- [EXERCISE PROMPT]: Transcribe all of the records precisely as they are presented.

[Collected data entries]
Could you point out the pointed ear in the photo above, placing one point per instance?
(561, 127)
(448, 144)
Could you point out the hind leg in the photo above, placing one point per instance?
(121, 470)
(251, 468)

- [EXERCISE ANSWER]:
Could you point out the pointed ear in the photo above, placing one point per instance?
(561, 127)
(448, 144)
Could you point out the hind leg in the photo above, placing one point per instance?
(121, 470)
(251, 468)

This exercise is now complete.